Page excerpt =>
+ + +

Of course, fans still attend conventions, as Jack Walsh’s documentary holds testament to, but for the fans who can’t make it out, the experience isn’t lost. Armed with cell phones, cameras, and laptops, convention attendees are tweeting updates and uploading pictures and videos for the fans at home. Such convention multimedia is practically instantaneous, the internet audience seeing or hearing it all as it happens or shortly thereafter. You can see this illustrated in my video, a compilation of tweets from the recent Salute to Supernatural convention in Vancouver. Among other media shared, the collection of #vancon tweets builds a picture of the convention experience in bite-sized pieces.
But is this all just secondhand minutiae? Unlucky fans scrabbling for crumbs, with the lucky ones - at best - deigning to share and - at worst - showing off? No, something much more important is happening. The fan convention as it’s reported online transforms into a curiously separate event for the virtual attendee. While the traditional draw of the fan convention is the gathering in close proximity of a marginal, dispersed community, there is just as much - in fact, more - attendance online through Twitter updates and media shared, facilitating discussion between people who weren’t even at the physical event. The fan dispersal of convention coverage online potentially allows the non-attendee a similar degree of intimacy, and what's more, a sense of mastery as they are able to access a developing archive of material that one individual at a convention may not be able to experience. The online fan can be exposed to two panel discussions at once, for instance; they can choose the most important pieces of information to immediately enfold into their fan practices.

+ + +

(Entries from a dataset)
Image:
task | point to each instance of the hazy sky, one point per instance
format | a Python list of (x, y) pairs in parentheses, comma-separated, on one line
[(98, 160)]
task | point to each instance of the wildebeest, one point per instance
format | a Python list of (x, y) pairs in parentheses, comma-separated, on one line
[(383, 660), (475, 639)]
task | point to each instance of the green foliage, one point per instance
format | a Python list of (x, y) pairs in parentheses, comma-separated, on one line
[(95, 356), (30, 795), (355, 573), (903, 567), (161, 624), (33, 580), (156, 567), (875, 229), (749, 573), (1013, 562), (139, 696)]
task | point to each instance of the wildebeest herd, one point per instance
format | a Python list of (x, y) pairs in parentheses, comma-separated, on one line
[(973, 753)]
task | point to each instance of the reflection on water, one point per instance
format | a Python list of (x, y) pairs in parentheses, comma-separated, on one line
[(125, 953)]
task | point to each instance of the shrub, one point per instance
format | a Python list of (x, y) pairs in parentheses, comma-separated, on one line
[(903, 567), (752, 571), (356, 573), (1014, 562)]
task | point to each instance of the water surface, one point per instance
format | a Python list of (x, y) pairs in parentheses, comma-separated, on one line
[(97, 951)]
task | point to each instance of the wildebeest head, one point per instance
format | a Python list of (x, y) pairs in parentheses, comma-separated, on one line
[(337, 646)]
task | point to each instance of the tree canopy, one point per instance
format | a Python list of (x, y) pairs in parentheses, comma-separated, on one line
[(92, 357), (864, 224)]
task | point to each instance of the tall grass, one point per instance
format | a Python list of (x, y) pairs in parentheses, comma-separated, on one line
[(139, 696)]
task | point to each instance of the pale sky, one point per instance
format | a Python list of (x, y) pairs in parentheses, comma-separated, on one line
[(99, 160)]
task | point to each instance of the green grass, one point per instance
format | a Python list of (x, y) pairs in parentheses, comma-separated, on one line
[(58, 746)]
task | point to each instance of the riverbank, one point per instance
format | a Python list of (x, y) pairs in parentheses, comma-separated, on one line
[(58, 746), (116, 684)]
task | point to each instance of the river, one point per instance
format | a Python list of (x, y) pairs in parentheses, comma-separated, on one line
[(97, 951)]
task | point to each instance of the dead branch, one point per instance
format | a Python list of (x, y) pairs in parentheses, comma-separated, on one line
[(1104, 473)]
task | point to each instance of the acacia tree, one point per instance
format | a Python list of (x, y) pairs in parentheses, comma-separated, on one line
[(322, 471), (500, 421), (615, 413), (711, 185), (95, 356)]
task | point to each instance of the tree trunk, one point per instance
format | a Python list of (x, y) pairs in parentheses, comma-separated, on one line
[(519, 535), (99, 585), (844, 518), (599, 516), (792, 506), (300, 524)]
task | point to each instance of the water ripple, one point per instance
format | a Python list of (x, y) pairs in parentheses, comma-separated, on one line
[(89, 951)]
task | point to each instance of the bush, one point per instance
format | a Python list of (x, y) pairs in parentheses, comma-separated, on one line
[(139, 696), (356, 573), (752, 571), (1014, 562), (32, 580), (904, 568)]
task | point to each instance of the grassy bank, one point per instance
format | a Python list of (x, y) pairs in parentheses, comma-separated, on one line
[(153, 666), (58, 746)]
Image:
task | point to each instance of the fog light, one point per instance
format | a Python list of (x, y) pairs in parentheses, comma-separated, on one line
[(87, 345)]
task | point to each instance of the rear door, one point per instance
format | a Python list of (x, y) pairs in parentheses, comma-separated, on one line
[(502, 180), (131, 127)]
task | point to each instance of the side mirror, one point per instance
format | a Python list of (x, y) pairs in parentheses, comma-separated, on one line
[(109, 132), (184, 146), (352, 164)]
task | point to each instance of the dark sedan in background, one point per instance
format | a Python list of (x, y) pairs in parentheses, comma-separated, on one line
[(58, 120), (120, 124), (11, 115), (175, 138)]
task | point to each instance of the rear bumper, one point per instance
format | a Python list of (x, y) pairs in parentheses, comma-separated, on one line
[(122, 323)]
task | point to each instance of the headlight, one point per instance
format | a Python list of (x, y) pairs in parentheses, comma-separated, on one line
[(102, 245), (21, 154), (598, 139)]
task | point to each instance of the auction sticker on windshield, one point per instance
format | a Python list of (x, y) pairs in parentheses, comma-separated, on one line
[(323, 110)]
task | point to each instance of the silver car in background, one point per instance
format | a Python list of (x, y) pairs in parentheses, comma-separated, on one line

+ + +

Directive 1 => Which devices does the passage on fan conventions say attendees carry?
Directive 2 => Carry on the passage about fan conventions and online fans from the point where it stops.

Answer 1 => Cell phones, cameras, and laptops.

Answer 2 =>
We can see this particularly at work in real person fan fiction (RPF). RPF writers depend upon knowledge of the actors they write about in order to develop their stories. The #vancon tweets transmit snapshots of who the actors are, crystallized not in an attendee’s personal memory but in a collective archive that any fan can access. These tweets inform the fans’ images of the actors as characters, and certain tropes as a result are represented, explored, and sometimes inverted in RPF according to this developing network narrative.
The proliferation of information access in fan culture offers the opportunity for a constantly evolving community of collective intelligence. Even as the convention attendees provide the initial data, the information is shared virtually, collected and retweeted, appropriated and shared again in fan works. This kind of living, breathing archive holds incredible potential for fan practices – but does it ever run the risk of reducing passion and personal experience to information bytes?
Reporting from the Frontlines: Fan Conventions Go Digital
Just a quick "initial reaction" comment: wow, Kayley, this is a really interesting post and clip! What a good idea to show tweets instead of regular video (do other IMR curators do this? I don't know); we're really just beginning to explore social media and fandom, so congrats on being on the cutting edge!
Experiencing the Digital
Fantastic piece, Kayley. I am particularly intrigued by the question you pose at the end - where passion and experience is potentially reduced to bytes of information. The notion of experience seems to be at the forefront of the discussion, where experiencing a convention by being physically there and experiencing it through online means are both valid, unique experiences. Your discussion on how those two experiences are intersecting is facinating, particularly with the notion of the "archive" since any event in the real world is a transitory experience. While you can attempt to capture parts of it, that moment is gone forever. This also intersects with other aspects of fan experiences (see the online virtual tour of the old Star Trek Experience in Las Vegas as an example http://www.digitalproperties.ca/exp/). Even watching a sports game on television as opposed to going to the stadium to see it in person springs instantly to mind. No matter how much information a camera can capture, it still only produces fragments of information for the virtual attendee to experience.
I was wondering if you had any thoughts as to how virtual attendance might continue to change in the coming years. Do you think that it will continue to expand and capture more aspects of the actual attendee and transfer that into the digital world? Do you think that fans may start relying on the digital experience more? While fans in the virtual world won't be able to participate in costume contests and other similar events, virtual attendance is, as you say, still an experience with its own pros and cons.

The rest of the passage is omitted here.